Please express the records below as a numbered list, from the line holding "sleeve visible above." through the end of the records, inclusive. Omit blank lines and leave the pictures out of your answer.

• EXTRACTED MATERIAL:
------------------------
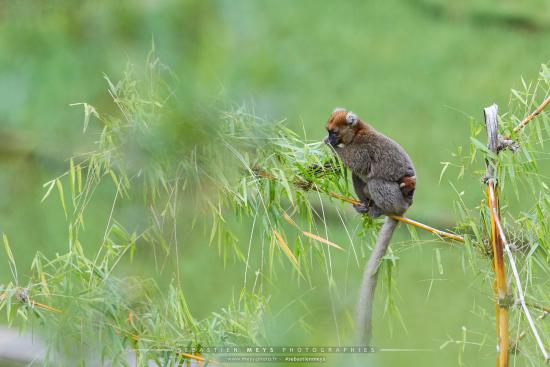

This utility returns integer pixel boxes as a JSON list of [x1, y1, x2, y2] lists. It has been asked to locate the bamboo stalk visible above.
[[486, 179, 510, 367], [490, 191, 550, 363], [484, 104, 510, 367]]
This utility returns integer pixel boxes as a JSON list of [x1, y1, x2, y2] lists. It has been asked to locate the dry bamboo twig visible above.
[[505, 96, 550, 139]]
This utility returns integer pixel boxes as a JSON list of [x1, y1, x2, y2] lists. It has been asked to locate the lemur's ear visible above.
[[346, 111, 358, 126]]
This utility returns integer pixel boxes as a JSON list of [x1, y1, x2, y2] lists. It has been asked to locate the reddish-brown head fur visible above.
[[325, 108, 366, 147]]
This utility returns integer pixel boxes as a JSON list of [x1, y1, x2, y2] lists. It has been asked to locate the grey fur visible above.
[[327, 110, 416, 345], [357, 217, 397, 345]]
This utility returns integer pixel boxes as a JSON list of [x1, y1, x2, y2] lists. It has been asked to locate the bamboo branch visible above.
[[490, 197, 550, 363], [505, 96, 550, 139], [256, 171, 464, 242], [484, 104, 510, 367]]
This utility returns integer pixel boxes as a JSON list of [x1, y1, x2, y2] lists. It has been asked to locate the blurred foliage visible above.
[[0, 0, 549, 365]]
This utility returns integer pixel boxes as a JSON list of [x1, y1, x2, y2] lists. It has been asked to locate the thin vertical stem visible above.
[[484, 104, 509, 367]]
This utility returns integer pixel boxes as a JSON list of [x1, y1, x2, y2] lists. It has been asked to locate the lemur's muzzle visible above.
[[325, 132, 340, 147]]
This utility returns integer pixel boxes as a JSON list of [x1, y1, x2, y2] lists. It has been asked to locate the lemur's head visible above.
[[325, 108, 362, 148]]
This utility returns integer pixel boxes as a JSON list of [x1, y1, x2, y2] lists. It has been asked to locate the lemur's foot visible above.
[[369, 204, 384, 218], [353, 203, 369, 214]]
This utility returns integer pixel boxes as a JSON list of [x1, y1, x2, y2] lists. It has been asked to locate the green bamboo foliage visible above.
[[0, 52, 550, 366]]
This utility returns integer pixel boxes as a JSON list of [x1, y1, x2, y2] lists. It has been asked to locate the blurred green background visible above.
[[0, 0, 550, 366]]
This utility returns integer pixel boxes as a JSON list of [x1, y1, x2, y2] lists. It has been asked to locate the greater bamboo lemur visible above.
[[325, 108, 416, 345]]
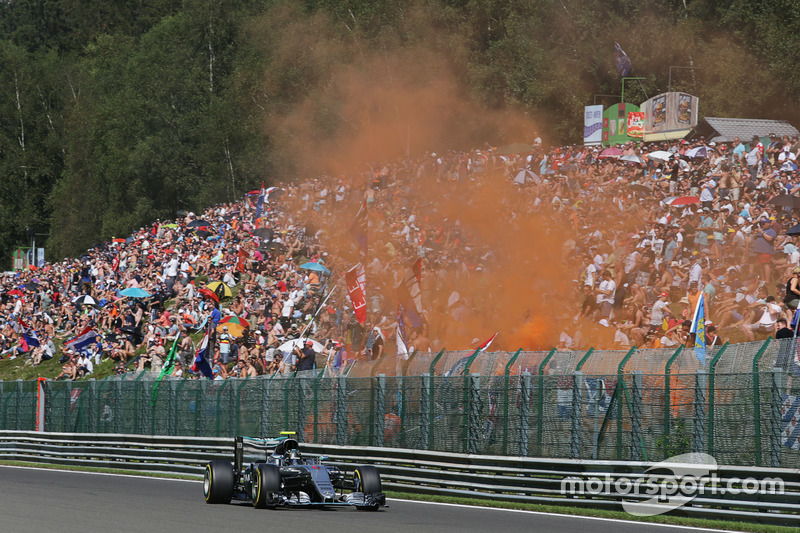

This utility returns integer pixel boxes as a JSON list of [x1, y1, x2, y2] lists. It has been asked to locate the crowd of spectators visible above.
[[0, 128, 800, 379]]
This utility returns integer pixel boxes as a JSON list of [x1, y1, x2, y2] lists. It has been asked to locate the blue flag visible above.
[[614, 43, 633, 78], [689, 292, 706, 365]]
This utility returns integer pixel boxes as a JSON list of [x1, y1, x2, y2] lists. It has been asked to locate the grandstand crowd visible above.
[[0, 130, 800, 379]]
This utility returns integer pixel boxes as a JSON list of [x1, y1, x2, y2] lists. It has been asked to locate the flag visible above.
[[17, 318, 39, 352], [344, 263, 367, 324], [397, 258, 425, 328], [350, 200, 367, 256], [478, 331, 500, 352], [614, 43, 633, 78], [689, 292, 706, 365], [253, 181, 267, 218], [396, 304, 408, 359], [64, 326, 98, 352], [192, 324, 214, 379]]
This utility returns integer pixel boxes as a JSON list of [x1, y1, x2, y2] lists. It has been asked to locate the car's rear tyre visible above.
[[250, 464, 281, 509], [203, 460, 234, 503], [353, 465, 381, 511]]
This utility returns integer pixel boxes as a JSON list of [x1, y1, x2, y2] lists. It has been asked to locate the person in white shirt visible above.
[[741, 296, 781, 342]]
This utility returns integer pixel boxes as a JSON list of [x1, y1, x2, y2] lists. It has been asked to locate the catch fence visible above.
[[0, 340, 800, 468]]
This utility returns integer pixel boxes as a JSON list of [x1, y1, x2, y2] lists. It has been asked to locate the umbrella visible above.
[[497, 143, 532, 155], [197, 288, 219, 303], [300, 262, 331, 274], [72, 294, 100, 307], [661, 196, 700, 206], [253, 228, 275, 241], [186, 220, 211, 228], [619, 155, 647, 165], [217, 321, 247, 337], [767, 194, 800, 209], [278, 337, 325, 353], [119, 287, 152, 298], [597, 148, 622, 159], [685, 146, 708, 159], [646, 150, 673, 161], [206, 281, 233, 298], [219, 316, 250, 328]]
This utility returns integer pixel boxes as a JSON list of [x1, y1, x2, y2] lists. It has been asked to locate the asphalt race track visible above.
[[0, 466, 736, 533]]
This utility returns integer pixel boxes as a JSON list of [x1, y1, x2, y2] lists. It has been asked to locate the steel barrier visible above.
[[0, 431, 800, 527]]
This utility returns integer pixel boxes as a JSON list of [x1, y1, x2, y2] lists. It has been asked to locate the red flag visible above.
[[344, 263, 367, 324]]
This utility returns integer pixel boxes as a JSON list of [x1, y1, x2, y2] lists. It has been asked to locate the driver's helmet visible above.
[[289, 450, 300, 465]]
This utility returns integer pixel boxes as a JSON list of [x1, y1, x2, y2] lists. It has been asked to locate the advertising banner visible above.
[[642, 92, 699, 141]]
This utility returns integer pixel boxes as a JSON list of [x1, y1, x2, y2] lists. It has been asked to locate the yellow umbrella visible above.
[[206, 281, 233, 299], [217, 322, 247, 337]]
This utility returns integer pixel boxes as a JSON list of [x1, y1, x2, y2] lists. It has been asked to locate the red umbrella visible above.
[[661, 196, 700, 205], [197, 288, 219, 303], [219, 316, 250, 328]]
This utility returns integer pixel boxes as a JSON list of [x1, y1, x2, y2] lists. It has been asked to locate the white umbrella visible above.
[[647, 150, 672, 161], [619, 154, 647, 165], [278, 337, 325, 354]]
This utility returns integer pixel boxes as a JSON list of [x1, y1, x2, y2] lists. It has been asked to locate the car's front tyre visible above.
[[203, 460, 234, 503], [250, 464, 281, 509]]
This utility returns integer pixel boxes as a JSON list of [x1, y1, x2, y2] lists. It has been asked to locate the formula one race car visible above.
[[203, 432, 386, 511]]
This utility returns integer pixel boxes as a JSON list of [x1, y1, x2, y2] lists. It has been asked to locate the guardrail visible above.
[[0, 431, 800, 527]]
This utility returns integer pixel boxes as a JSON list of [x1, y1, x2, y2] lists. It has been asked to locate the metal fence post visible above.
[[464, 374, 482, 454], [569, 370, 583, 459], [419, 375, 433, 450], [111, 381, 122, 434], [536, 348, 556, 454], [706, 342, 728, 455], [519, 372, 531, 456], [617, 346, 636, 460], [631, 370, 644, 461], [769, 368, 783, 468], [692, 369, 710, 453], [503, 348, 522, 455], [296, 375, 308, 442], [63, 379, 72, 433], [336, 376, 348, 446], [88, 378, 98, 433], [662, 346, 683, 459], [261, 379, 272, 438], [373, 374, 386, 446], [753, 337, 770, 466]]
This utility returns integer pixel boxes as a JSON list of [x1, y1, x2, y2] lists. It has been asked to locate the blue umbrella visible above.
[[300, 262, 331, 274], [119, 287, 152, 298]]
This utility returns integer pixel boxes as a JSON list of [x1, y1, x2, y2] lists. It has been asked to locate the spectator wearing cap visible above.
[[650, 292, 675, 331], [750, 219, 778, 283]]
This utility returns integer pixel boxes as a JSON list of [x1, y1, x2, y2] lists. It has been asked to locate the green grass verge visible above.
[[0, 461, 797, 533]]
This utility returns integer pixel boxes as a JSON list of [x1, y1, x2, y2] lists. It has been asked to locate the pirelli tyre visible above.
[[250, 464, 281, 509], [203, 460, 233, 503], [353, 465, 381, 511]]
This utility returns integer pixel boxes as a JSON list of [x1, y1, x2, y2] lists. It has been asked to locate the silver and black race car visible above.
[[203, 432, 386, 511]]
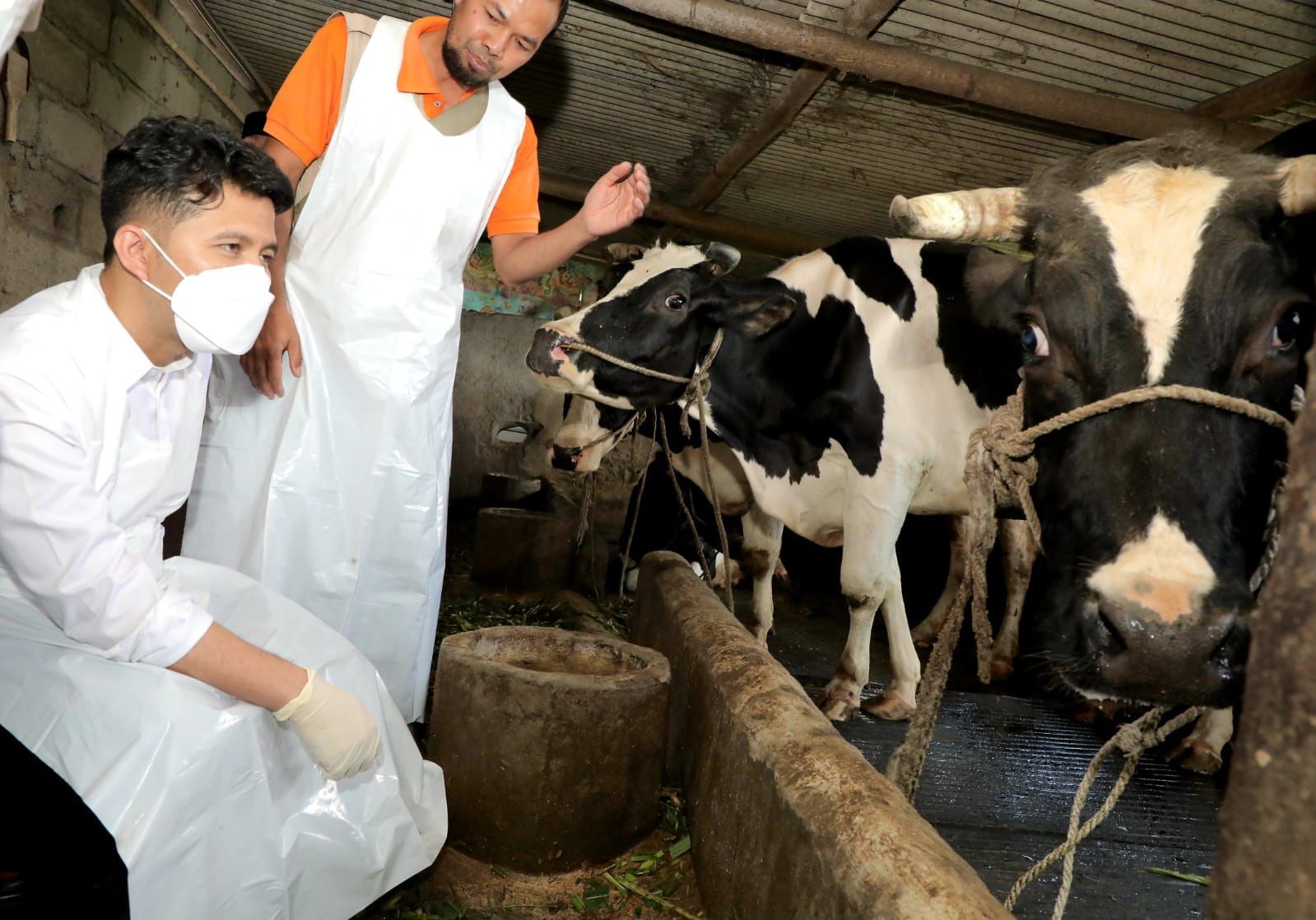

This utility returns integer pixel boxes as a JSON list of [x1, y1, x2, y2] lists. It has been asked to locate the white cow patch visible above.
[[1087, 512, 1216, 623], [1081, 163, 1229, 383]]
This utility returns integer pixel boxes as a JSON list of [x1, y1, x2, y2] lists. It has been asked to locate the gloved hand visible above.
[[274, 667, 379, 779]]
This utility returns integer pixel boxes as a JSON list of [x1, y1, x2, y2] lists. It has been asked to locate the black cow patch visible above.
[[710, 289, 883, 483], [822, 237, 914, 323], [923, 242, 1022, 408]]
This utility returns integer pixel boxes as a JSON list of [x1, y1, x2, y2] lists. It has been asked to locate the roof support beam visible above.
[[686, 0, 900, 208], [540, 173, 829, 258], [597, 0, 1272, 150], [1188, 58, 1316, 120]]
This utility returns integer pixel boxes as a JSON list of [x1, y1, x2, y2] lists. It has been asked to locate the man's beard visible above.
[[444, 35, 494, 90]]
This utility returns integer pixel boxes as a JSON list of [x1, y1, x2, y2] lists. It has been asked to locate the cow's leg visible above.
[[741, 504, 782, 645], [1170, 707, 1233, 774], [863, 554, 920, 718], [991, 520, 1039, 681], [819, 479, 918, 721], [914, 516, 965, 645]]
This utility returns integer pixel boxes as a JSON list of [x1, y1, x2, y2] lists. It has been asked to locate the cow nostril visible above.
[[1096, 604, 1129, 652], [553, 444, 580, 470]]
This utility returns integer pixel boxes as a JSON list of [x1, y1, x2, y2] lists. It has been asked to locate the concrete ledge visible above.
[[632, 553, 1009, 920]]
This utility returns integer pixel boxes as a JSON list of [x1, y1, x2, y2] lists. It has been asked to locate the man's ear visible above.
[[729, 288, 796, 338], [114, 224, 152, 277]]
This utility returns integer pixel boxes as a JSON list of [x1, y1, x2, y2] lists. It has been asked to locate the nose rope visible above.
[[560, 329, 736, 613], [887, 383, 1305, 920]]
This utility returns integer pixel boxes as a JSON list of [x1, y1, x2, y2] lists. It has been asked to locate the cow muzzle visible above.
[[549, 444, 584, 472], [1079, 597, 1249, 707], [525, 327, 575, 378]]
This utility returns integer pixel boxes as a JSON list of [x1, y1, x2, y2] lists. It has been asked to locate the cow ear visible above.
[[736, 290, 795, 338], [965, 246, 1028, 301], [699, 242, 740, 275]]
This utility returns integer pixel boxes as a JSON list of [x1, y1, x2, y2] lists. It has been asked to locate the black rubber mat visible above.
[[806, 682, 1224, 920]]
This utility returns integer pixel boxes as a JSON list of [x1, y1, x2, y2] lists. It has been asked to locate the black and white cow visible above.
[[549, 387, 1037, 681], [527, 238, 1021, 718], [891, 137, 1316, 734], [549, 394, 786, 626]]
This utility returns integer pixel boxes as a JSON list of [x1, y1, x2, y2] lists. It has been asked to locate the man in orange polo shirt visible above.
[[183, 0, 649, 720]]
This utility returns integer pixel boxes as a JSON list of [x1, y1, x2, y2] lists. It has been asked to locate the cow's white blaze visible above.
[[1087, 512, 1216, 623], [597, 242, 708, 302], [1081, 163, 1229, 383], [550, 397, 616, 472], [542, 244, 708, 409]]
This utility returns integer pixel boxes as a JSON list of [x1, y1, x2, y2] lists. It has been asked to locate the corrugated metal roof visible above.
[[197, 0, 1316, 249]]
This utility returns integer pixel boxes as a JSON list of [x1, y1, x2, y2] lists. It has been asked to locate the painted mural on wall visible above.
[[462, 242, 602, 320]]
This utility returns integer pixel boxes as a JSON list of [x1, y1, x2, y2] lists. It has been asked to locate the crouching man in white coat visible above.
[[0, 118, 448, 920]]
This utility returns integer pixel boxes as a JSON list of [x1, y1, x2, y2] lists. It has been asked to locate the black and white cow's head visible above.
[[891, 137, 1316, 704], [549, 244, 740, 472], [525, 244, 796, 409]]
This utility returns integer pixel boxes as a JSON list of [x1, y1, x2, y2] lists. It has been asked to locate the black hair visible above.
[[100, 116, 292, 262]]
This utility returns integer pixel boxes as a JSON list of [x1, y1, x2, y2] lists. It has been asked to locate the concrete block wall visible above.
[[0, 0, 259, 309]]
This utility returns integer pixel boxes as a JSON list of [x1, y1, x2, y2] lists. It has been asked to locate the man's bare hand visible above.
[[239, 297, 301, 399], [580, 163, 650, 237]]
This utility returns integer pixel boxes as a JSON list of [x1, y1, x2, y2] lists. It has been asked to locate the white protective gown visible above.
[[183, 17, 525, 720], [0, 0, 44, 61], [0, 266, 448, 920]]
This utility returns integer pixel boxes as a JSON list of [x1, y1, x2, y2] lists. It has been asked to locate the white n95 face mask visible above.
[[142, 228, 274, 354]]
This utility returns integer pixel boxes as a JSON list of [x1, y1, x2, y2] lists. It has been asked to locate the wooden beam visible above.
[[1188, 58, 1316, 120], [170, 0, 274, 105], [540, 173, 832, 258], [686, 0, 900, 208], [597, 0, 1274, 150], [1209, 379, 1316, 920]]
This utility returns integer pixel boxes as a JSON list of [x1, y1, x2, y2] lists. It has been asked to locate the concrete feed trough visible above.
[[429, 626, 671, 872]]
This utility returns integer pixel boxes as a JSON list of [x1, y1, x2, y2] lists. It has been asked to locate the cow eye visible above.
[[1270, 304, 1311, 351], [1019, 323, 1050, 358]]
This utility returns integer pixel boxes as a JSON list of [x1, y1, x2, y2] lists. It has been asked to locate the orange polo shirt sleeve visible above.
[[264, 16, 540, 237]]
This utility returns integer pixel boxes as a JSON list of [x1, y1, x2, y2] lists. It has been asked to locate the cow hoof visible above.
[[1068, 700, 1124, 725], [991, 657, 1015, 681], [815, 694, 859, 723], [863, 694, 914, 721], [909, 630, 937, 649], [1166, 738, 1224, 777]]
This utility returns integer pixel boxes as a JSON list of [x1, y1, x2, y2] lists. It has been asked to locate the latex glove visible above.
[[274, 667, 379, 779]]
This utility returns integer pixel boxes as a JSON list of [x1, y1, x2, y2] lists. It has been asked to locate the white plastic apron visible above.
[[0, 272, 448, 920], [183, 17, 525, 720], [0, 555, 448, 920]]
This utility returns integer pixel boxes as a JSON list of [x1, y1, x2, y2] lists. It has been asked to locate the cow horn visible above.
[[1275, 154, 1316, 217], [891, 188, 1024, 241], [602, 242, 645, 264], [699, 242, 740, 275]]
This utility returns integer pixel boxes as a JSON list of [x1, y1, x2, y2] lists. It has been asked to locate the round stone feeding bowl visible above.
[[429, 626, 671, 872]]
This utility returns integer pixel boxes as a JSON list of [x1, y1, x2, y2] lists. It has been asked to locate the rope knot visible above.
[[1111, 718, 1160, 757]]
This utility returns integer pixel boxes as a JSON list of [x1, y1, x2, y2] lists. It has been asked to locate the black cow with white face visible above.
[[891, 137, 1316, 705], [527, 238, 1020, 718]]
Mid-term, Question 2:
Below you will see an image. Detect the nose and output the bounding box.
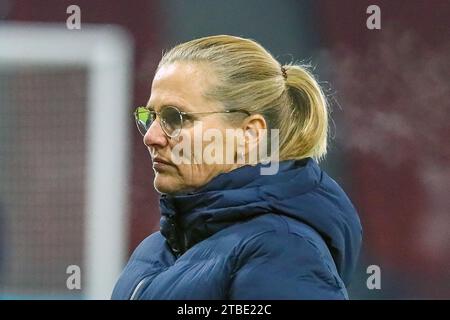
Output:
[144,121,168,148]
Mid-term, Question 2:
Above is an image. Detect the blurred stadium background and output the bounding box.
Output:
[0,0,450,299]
------------------------
• ANSWER FOR THE TASK:
1. This utility returns integer pixel boxes as a JSON list of [x1, y1, x2, y2] lists. It has been asked to locate the orange polo shirt sleeve visible above.
2. [[264, 16, 540, 237]]
3. This utility returns integer pixel boxes as a JSON list of [x1, y1, x2, y2] lists. It has been asked to locate the cow hoof visible above.
4. [[1068, 700, 1124, 725], [991, 657, 1015, 681], [815, 694, 859, 723], [863, 694, 914, 721], [909, 630, 937, 649], [1166, 738, 1224, 777]]
5. This utility returns integer pixel boxes as a JSON list of [x1, y1, x2, y2] lists. It has been asked to locate the latex glove visible above.
6. [[274, 667, 379, 779]]
7. This utility returns integer pixel boxes as a JSON list of [x1, y1, x2, y2] lists. It has been asked to locate the white plastic apron visible above.
8. [[0, 272, 448, 920], [183, 17, 525, 720], [0, 555, 448, 920]]
9. This utility returns integer pixel boxes as a JSON list of [x1, y1, x2, y2] lists. It has been asked to locate the cow horn visible above.
10. [[1275, 154, 1316, 217], [891, 188, 1024, 241], [602, 242, 645, 264], [699, 242, 740, 275]]
11. This utility returns integer pixel boxes as a JSON list of [x1, y1, x2, y2] lists. It has been asked to locate the round stone feeding bowl visible above.
12. [[429, 626, 671, 872]]
13. This utility returns integer pixel boxes as a JSON list of [x1, y1, x2, y2] lists. It has been asked to locate the rope knot visible above.
14. [[1111, 718, 1160, 757]]
15. This utility returns integer pixel boxes as a JSON list of [x1, y1, x2, y2] lists. It has been asked to locate the black cow with white face visible above.
16. [[891, 137, 1316, 705], [527, 238, 1020, 718]]
17. Mid-term, Question 2:
18. Below you will see an image. Detect the nose and output the bounding box.
19. Output:
20. [144,121,168,148]
21. Mid-term, Question 2:
22. Above is an image. Detect the blurred stadium background and output the bounding box.
23. Output:
24. [0,0,450,299]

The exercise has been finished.